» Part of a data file
#####

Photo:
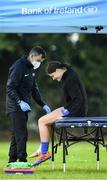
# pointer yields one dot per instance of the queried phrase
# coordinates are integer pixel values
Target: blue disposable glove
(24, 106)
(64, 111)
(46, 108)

#####

» Work required
Pick out every line of the material above that contains the string "pixel", and copy each one.

» The reply
# coordinates are integer pixel values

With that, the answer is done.